- _Set problem_
Copy out exactly the lines from the line containing "the dark vehicle" to the end of the listing.

- _Data shown_
•••••
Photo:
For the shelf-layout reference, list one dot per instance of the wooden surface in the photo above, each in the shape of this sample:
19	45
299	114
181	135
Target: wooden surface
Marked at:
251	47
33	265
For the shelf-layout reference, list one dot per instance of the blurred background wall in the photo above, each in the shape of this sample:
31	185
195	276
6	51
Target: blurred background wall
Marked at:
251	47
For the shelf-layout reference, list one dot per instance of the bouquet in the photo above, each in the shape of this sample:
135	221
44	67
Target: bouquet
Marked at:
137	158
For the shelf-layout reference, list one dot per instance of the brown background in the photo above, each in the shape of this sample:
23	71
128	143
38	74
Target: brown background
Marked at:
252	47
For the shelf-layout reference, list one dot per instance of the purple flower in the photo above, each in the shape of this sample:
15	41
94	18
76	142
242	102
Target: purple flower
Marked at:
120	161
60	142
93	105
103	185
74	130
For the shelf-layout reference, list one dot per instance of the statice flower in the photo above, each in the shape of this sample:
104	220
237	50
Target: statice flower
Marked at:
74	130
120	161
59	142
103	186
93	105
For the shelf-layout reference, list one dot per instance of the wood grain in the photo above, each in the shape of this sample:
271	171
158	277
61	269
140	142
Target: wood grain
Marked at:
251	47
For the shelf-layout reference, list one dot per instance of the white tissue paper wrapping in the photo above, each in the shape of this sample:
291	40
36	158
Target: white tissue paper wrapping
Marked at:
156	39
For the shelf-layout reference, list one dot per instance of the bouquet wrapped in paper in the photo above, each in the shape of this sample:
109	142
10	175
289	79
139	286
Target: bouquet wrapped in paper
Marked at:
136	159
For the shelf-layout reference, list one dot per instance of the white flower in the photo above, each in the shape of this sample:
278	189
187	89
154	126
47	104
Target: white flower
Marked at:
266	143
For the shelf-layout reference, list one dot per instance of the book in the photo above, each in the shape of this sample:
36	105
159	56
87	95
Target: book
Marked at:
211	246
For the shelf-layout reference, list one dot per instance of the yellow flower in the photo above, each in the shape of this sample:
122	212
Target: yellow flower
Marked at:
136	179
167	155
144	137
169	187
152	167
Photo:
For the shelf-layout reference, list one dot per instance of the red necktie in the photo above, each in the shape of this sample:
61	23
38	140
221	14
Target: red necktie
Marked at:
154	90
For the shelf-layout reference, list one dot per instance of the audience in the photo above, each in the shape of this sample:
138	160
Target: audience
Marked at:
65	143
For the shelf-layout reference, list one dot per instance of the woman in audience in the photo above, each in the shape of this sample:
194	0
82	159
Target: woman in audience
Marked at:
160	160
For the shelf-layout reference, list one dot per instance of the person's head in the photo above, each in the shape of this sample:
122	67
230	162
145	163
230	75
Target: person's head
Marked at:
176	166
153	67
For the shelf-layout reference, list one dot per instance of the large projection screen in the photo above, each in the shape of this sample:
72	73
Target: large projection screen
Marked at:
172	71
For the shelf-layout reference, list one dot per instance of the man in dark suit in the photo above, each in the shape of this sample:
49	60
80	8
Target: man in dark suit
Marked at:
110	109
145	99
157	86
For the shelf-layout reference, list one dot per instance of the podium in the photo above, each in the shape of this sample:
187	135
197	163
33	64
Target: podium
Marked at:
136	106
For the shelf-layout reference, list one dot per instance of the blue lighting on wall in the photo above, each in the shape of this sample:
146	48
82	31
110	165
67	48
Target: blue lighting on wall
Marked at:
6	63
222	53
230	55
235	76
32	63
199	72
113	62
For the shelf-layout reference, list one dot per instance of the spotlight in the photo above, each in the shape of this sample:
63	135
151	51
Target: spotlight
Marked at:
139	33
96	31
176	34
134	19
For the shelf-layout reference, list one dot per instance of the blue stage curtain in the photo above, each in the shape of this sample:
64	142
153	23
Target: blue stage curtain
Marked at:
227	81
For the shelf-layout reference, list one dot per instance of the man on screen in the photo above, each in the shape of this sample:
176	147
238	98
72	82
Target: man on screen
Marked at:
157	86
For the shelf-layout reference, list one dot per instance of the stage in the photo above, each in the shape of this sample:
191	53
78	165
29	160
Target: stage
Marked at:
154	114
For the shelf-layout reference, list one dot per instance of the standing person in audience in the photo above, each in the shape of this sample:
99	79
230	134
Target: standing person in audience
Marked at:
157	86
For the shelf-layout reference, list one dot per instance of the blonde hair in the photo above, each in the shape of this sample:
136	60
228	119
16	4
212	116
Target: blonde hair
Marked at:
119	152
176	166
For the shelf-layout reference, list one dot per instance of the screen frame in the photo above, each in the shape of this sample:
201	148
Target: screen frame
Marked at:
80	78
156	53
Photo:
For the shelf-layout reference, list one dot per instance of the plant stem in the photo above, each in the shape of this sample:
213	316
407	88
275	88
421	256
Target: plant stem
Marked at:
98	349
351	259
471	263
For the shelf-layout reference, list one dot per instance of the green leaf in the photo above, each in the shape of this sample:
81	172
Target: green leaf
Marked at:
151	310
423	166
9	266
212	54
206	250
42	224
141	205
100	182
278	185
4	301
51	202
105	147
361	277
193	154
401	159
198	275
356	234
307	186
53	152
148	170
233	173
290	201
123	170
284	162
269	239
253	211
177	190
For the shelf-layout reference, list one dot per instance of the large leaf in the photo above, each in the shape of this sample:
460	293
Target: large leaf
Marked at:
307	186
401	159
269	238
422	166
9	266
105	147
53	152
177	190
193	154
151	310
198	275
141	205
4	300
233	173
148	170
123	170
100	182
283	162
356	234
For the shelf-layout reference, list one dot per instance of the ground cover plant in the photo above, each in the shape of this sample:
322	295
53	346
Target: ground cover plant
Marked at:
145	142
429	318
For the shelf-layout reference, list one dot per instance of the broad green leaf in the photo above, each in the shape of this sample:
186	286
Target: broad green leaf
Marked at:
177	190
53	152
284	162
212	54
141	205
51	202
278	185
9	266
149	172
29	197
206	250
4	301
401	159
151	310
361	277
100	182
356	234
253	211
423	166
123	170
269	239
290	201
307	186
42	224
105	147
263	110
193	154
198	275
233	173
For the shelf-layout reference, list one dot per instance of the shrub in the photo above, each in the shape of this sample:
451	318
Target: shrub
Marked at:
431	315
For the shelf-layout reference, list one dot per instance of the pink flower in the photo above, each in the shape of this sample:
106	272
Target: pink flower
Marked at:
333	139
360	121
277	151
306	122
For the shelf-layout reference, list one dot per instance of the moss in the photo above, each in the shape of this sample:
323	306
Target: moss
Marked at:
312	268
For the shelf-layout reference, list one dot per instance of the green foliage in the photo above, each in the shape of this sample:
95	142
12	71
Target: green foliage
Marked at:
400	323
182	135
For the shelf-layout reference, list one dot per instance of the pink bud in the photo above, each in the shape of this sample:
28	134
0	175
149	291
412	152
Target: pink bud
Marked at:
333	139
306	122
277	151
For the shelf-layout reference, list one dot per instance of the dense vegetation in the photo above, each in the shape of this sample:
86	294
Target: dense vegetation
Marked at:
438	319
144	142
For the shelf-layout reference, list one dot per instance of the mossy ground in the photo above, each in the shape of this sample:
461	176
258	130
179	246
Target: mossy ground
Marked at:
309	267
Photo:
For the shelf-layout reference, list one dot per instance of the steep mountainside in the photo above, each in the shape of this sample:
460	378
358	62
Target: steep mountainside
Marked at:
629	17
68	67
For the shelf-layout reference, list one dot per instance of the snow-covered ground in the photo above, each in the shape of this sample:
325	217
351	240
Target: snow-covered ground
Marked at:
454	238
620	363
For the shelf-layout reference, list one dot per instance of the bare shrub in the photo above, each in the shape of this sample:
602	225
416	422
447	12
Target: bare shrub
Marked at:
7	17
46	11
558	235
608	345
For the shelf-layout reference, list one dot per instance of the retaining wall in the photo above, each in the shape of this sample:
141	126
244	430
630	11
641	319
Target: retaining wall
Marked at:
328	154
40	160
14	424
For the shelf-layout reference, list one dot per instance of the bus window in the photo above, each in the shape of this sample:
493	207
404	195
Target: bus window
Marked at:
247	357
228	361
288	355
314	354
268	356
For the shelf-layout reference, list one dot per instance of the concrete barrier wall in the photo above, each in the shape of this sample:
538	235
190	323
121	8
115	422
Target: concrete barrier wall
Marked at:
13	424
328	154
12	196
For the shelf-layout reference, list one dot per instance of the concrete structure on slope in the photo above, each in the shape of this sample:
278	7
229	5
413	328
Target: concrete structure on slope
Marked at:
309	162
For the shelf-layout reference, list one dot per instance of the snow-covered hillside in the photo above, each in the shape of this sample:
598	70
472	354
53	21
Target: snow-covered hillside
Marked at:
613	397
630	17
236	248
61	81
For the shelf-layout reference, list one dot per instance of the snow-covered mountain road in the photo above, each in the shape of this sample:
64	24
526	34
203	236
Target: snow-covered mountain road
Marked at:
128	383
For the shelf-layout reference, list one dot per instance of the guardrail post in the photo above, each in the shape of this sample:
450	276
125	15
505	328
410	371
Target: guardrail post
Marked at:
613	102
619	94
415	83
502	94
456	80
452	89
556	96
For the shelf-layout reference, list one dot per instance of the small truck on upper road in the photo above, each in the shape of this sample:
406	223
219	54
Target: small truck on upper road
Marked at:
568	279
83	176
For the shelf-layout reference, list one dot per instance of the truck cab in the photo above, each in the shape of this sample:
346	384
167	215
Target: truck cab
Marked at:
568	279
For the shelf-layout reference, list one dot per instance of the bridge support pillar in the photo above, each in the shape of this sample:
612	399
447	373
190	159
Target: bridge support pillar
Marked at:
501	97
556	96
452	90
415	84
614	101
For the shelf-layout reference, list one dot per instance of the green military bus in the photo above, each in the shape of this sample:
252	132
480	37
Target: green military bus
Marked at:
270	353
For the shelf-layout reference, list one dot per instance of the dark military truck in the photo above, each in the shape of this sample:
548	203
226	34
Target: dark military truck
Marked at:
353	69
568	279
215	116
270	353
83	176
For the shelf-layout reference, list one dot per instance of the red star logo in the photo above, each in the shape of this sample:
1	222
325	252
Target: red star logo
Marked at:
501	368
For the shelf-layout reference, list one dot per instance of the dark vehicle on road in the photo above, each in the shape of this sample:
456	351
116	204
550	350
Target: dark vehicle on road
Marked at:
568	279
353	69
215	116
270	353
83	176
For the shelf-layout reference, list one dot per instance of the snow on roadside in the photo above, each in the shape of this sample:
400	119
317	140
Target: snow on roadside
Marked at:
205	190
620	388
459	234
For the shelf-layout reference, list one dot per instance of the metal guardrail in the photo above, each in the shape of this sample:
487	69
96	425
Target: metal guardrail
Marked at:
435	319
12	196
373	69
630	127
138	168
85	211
•••••
- _Solution to the problem_
For the shelf-layout reference, list one dot per instance of the dark vehicle on road in the photo above, each in the shape of this sample:
456	351
116	204
550	350
Target: dark vehicle on road
Marked at:
568	279
353	69
215	116
270	353
83	176
For the shelf-layout reference, list one dot per instance of the snow on roadside in the photo above, each in the shape of this sample:
400	119
317	140
Target: snow on roadside
Marked at:
205	190
620	388
459	234
For the shelf-layout reference, list one dot per instance of the metal guardrail in the photo above, each in the shape of this sample:
487	69
96	425
Target: metal guardrail
Marked at:
435	319
12	196
373	69
630	127
138	168
85	211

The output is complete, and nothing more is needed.